_RECORDED DATA_
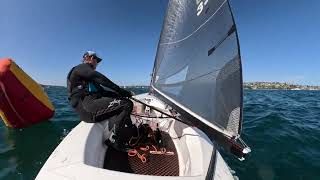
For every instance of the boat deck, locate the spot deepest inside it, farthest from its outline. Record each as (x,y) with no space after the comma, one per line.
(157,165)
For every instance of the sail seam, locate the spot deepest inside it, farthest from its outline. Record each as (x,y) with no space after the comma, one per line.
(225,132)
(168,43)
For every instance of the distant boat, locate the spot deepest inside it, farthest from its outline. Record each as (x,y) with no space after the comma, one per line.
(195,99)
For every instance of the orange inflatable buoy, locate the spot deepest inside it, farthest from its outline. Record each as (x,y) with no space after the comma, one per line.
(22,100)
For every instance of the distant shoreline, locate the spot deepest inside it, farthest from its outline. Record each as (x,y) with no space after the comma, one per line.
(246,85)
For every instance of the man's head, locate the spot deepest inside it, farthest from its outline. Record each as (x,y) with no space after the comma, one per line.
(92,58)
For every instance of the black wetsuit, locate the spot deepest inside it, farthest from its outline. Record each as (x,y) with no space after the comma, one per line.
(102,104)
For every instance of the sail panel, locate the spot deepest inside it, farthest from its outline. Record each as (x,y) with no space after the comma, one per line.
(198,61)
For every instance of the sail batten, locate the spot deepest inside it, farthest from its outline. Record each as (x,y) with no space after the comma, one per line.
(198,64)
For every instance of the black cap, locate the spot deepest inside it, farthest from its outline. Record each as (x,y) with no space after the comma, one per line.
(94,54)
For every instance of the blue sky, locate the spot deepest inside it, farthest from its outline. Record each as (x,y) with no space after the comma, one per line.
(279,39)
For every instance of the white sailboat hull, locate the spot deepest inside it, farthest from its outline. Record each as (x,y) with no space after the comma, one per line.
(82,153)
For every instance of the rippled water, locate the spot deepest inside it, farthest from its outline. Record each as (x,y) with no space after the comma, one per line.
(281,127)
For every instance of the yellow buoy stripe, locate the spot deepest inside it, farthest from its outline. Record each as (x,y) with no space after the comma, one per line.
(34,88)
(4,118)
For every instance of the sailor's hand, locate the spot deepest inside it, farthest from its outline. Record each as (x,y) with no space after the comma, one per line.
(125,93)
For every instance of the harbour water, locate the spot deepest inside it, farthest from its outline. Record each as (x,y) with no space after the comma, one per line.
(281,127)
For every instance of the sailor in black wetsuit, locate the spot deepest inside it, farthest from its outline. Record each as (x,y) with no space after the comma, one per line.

--

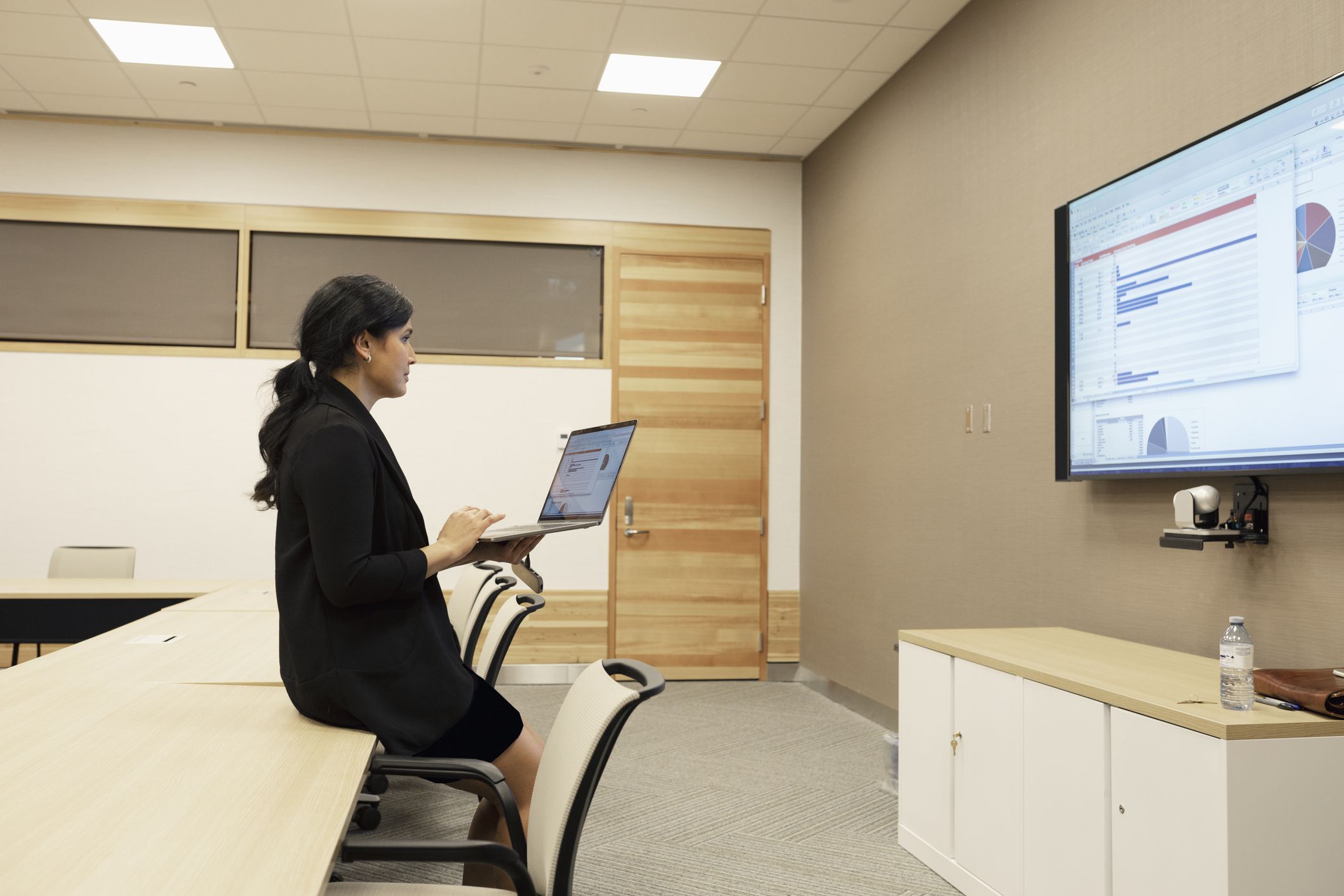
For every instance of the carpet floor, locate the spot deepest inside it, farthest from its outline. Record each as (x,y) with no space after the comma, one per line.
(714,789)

---

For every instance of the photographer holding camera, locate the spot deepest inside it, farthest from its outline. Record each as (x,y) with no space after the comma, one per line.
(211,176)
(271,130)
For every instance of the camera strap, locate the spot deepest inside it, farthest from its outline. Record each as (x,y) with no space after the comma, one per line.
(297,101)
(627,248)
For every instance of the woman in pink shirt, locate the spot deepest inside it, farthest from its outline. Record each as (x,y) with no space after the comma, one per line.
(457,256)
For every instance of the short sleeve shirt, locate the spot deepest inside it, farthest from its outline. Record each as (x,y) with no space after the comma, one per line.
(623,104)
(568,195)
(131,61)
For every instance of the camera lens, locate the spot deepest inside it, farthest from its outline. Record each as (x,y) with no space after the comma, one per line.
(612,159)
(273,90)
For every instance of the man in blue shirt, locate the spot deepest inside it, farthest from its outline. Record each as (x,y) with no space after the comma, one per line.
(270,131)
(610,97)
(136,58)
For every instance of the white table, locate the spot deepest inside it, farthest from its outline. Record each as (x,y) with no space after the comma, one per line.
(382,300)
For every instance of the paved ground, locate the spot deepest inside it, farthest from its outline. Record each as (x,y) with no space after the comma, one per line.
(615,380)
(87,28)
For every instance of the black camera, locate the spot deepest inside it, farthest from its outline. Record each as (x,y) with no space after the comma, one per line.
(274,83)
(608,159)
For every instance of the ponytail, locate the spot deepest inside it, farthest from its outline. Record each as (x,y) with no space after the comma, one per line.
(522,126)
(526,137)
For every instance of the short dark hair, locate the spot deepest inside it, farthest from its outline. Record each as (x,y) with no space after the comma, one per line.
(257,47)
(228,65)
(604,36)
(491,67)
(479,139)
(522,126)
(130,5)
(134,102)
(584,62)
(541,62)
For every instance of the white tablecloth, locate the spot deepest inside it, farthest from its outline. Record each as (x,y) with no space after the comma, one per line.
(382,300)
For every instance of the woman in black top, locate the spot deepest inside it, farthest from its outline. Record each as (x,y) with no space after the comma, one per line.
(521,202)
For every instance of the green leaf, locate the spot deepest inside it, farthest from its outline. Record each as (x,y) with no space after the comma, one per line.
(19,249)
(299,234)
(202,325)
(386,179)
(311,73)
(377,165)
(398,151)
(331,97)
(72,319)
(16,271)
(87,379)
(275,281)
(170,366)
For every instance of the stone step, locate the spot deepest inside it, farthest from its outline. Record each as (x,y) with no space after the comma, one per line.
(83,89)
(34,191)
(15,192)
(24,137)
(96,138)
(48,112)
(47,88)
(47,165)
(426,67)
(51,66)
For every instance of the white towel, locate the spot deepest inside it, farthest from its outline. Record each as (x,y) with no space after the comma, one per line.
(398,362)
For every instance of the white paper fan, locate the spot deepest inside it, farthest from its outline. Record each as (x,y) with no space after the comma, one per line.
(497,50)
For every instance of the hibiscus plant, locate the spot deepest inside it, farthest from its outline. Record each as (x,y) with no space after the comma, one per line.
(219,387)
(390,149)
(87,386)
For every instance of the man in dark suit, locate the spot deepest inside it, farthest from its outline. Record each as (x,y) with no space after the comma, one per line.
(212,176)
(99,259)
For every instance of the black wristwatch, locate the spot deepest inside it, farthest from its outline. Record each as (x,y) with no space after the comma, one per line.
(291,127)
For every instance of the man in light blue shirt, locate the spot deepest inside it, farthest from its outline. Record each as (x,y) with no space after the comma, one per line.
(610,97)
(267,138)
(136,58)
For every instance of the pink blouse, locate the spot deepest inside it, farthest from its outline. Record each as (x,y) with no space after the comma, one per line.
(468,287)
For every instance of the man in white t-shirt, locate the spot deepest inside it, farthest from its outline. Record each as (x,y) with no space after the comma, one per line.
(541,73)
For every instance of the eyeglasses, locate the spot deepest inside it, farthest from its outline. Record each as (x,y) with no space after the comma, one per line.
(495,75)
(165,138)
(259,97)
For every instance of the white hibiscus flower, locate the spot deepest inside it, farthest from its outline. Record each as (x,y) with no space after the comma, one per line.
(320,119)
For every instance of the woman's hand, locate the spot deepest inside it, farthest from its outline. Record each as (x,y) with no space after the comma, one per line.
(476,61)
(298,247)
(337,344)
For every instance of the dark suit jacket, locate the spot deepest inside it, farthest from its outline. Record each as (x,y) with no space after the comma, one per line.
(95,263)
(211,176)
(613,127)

_WHAT TO DO_
Collect each line of the material that contains the word "short", copying those lines in full. Case matters.

_FULL OUTPUT_
For every instance of the short sleeve shirt, locate the spot deepest inside it, farthest from its outline. Record each as (x,y) with no space after the comma, one per line.
For every instance of the short dark hair, locate the spot deepest inside it, farthest from its outline. Record each as (x,y) with no space after the comma, one per line.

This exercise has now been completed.